[Work required] Exact repetition of the data is the whole task.

[Opening Available data section]

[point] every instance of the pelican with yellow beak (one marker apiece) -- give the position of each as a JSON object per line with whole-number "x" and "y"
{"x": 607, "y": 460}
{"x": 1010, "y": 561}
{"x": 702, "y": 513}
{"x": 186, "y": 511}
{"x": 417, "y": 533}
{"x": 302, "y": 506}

[Closing Available data section]

[Exercise result]
[point] every instance of the pelican with yellow beak (one marker apiece) -- give the position of each as a JSON object per line with whole-number "x" and "y"
{"x": 607, "y": 460}
{"x": 1010, "y": 561}
{"x": 702, "y": 513}
{"x": 186, "y": 511}
{"x": 417, "y": 533}
{"x": 302, "y": 506}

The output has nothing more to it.